Arrange as a numbered list the lines from the line with "Question. Indicate each instance of the white" up to and including the last line, leaving out any blank lines.

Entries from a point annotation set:
-------

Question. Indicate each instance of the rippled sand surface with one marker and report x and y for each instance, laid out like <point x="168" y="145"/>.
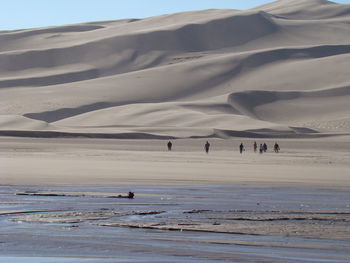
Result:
<point x="175" y="224"/>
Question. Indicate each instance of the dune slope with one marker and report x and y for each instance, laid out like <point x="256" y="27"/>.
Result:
<point x="281" y="68"/>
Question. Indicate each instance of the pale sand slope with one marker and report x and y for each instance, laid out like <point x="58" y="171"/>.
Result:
<point x="281" y="68"/>
<point x="39" y="161"/>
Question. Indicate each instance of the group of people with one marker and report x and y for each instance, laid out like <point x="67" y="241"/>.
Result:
<point x="262" y="147"/>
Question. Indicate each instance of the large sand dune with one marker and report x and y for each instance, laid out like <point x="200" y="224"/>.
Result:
<point x="281" y="68"/>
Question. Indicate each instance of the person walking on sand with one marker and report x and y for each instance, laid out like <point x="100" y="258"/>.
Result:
<point x="170" y="145"/>
<point x="261" y="149"/>
<point x="276" y="147"/>
<point x="241" y="148"/>
<point x="206" y="147"/>
<point x="265" y="147"/>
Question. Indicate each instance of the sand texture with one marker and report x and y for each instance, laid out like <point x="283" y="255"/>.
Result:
<point x="280" y="69"/>
<point x="292" y="224"/>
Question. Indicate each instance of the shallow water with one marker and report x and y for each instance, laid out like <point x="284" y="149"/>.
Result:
<point x="24" y="238"/>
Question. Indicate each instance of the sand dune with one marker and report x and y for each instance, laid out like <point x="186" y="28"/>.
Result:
<point x="281" y="67"/>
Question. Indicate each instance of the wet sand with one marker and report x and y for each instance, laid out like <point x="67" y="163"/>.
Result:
<point x="58" y="201"/>
<point x="176" y="224"/>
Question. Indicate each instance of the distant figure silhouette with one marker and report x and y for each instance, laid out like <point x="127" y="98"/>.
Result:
<point x="170" y="145"/>
<point x="241" y="148"/>
<point x="255" y="147"/>
<point x="265" y="147"/>
<point x="276" y="147"/>
<point x="261" y="149"/>
<point x="206" y="147"/>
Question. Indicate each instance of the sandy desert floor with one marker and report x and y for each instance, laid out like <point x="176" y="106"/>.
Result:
<point x="58" y="201"/>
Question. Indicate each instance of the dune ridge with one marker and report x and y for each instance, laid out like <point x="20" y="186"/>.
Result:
<point x="277" y="70"/>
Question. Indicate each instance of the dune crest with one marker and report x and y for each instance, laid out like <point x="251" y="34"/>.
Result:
<point x="280" y="69"/>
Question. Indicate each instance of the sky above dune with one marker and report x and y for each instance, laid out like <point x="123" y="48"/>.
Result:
<point x="17" y="14"/>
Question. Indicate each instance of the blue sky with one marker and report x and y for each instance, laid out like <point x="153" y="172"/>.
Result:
<point x="15" y="14"/>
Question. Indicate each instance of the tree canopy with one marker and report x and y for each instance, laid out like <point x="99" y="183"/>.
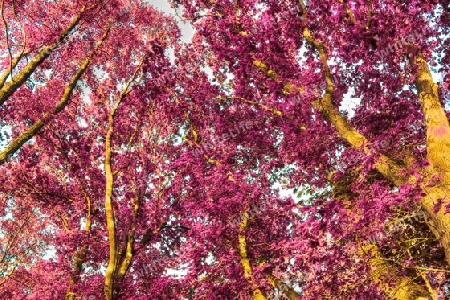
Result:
<point x="291" y="150"/>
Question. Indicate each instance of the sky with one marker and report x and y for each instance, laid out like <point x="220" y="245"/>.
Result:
<point x="186" y="29"/>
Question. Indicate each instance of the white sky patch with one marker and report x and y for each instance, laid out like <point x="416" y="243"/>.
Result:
<point x="349" y="104"/>
<point x="187" y="31"/>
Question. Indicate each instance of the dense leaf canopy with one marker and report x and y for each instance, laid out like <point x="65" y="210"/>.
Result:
<point x="291" y="150"/>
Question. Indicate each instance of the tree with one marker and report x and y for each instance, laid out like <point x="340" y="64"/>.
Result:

-------

### Finished answer
1. Question. Indicate each instance of the white sky patch with one marker and report x and y for each instance, laid out like <point x="416" y="243"/>.
2. Result:
3. <point x="349" y="104"/>
4. <point x="187" y="31"/>
5. Question. Indicate each instance of the dense leaf canopy with one marker and report x and y for each instance, laid out like <point x="65" y="210"/>.
6. Result:
7. <point x="291" y="150"/>
8. Question. Indicate each instance of the tree with one marker and report x and y for each instance, laid out like <point x="340" y="64"/>.
9. Result:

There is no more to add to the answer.